| CONSIGNES |
1. Répondez à ces questions d'après l'article sur la réponse de Bjarne Stroustrup au rapport de l'administration Biden :
(a) En quelle année le C++ a-t-il été conçu ?
(b) Lors de quel événement Bjarne Stroustrup a-t-il comparé le C de K&R, le premier C++ et le C++ actuel ?
(c) Que signifie le sigle RAII ?
2. Reprenez l'article sur la réponse de Bjarne Stroustrup au rapport de l'administration Biden et poursuivez-le à partir de sa dernière phrase.

| TEXTE DE LA PAGE |
************

Le 15 mars dernier, Bjarne Stroustrup, le créateur du C++, a répondu au rapport de l'administration Biden qui recommande aux développeurs d’utiliser des langages sécurisés pour la mémoire (Rust, C#, Go, Java, Ruby et Swift) et d'éviter ceux vulnérables comme C++ et le C. Pour défendre son bébé, largement utilisé par les développeurs, le responsable a voulu rappeler les points forts du langage conçu en 1979. S’il s’étonne de voir que les auteurs de ces documents gouvernementaux ignorent les atouts du C++ contemporain et les efforts déployés pour fournir de solides garanties de sécurité, les auteurs du rapport, selon lui, semblent avoir compris qu'un langage de programmation n'est qu'un élément dans une chaîne d'outils, et qu'il est essentiel d'améliorer les outils et les processus de développement.

« Dès l’origine, et tout au long de l’évolution du C++, l'amélioration de la sécurité a toujours été au cœur de nos efforts de développement », a rappelé Bjarne Stroustrup. « Pour s’en rendre compte, il suffit de comparer le langage C de K&R avec le premier C++, et le premier C++ avec le C++ actuel, comme je l’ai fait lors de mon discours d'ouverture de la CppCon 2023 », a-t-il ajouté. « Une grande partie de la qualité du C++ résulte de l’usage de techniques basées sur RAII (Resource Acquisition Is Initialization), des conteneurs et des pointeurs de gestion des ressources plutôt que des désordres de pointeurs conventionnels de style C ».

************

| LIGNES |

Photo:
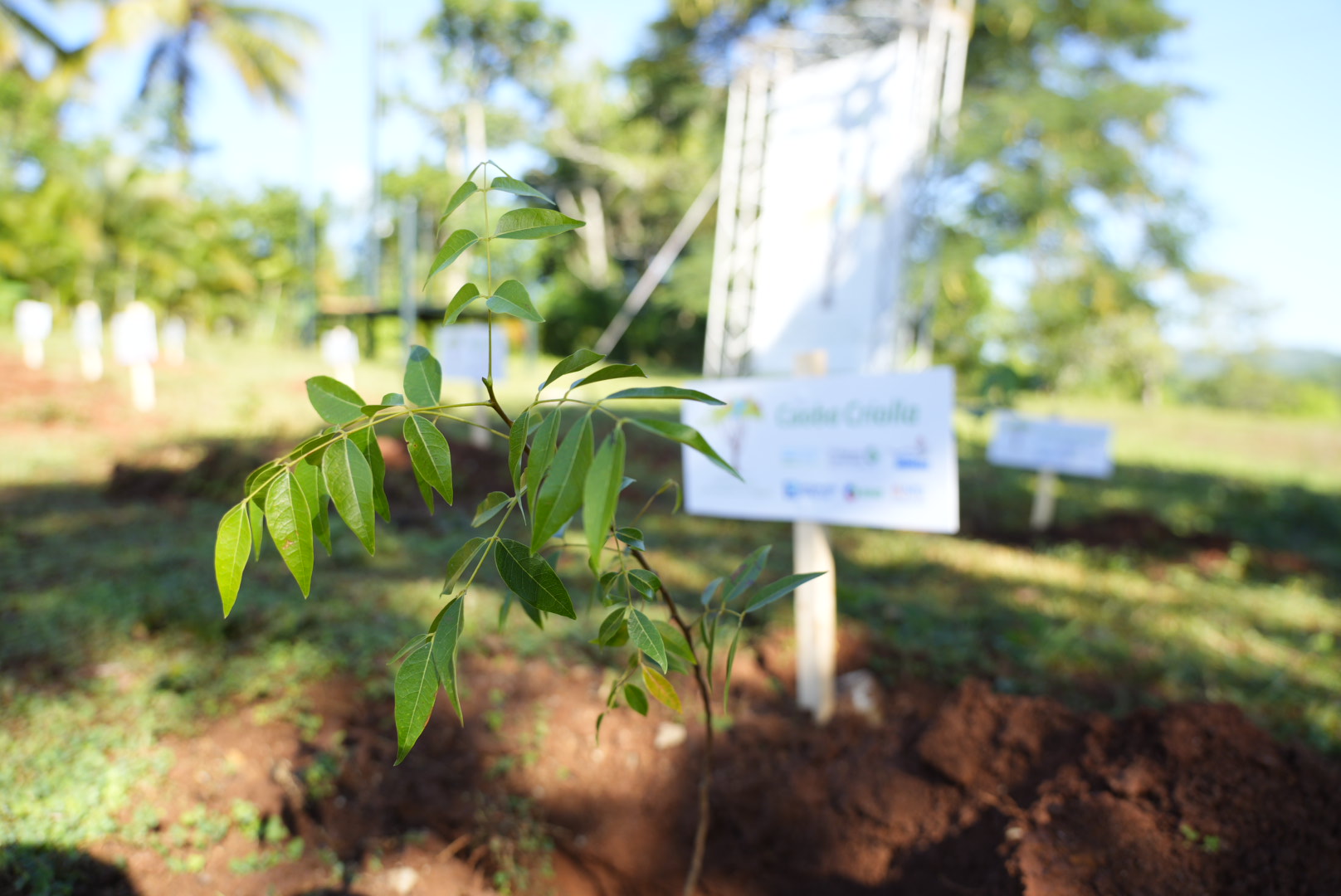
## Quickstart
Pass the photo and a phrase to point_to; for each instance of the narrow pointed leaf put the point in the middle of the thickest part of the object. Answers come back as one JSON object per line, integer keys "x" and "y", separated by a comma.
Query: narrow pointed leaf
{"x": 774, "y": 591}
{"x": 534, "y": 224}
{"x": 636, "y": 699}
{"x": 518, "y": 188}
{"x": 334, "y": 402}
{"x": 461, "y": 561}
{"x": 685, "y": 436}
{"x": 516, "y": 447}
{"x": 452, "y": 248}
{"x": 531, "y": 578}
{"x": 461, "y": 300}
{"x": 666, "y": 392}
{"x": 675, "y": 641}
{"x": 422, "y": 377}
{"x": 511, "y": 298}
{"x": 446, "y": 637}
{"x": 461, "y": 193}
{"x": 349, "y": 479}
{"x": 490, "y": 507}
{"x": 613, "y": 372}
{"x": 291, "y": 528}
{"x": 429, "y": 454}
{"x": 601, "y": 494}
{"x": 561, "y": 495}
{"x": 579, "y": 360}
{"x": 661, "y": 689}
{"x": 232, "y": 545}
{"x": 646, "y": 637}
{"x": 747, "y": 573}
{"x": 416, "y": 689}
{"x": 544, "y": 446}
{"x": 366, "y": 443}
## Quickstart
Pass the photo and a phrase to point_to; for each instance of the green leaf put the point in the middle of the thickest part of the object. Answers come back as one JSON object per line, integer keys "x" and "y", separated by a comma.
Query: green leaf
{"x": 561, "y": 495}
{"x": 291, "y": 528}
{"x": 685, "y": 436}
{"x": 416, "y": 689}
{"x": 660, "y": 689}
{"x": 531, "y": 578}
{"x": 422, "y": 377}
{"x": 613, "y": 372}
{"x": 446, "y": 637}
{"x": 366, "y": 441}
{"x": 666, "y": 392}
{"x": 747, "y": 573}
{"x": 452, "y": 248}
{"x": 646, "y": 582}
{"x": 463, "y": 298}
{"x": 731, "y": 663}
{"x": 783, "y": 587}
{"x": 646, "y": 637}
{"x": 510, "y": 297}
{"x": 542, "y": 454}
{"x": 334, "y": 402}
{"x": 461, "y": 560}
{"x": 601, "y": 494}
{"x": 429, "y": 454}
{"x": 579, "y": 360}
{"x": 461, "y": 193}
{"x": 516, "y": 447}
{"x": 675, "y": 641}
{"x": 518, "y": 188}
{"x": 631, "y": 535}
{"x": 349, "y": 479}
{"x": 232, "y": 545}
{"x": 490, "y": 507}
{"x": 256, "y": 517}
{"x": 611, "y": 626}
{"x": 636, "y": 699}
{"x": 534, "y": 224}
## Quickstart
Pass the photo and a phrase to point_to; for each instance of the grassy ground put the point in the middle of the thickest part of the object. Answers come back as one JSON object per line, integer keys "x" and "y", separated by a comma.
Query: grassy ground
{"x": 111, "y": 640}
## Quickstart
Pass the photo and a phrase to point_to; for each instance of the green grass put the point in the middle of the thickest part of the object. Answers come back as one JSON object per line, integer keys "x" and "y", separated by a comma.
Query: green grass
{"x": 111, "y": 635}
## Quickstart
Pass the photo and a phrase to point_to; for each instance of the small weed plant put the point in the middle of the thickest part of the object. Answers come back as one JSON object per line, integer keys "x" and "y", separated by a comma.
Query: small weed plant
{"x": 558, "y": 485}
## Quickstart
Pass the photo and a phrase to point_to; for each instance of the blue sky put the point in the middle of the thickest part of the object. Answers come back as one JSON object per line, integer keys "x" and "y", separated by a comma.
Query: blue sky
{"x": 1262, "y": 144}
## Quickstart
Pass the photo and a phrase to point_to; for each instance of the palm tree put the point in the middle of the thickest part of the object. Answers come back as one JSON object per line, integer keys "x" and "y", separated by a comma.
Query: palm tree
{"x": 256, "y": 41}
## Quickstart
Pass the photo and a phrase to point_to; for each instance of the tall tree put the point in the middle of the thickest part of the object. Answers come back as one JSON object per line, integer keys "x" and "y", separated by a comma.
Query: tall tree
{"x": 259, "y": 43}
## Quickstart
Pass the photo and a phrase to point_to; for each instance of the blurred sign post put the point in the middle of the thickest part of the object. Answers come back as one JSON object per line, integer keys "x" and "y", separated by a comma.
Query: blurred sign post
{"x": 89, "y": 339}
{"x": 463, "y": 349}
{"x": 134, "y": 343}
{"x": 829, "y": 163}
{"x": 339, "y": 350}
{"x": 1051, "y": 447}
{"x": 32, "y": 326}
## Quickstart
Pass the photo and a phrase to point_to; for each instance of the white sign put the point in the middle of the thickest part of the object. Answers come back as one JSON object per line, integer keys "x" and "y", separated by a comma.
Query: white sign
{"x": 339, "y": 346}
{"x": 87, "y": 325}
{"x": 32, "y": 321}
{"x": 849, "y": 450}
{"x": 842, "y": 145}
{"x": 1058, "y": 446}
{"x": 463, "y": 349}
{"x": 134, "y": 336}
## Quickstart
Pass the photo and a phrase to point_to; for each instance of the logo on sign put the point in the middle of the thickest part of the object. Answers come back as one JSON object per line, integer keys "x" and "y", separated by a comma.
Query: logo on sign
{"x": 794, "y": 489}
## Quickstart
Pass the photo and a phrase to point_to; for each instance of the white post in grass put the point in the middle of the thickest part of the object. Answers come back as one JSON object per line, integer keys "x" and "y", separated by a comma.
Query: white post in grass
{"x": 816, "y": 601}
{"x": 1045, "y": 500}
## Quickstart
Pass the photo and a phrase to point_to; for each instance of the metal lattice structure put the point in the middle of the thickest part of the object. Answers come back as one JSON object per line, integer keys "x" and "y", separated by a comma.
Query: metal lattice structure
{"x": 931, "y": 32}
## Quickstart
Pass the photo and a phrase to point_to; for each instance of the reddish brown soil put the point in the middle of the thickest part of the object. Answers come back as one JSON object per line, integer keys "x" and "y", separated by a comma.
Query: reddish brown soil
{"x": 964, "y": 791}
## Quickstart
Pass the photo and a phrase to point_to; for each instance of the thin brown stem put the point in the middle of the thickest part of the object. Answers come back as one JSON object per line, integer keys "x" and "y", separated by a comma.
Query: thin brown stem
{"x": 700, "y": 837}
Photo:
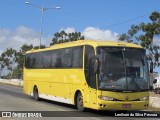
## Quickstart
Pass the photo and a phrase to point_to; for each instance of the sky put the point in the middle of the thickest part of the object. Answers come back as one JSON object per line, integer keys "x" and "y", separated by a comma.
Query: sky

************

| CORRIGÉ DE L'EXERCICE |
1.
(a) En 1979.
(b) Lors de son discours d'ouverture de la CppCon 2023.
(c) Resource Acquisition Is Initialization.

2.
Plusieurs efforts de documentation et de créations de profils

Parmi les efforts visant à améliorer la sécurité du C++, Bjarne Stroustrup a cité deux problèmes en particulier. « Sur les milliards de lignes de C++, peu suivent complètement les directives modernes, et l’approche de la sécurité diffère d'une personne à l'autre. Le comité de normalisation du C++ et moi-même essayons de résoudre ce problème », a-t-il déclaré. « Les profils offrent un cadre pour spécifier les garanties nécessaires pour un morceau de code donné et permettent aux implémentations de les vérifier. Des documents décrivant cette approche sont disponibles sur le site web du comité - rechercher WG21 - et d'autres sont en cours d'élaboration. Cependant, certains d'entre nous n’ont pas forcément la patience d’attendre les progrès forcément lents du comité », a-t-il ajouté.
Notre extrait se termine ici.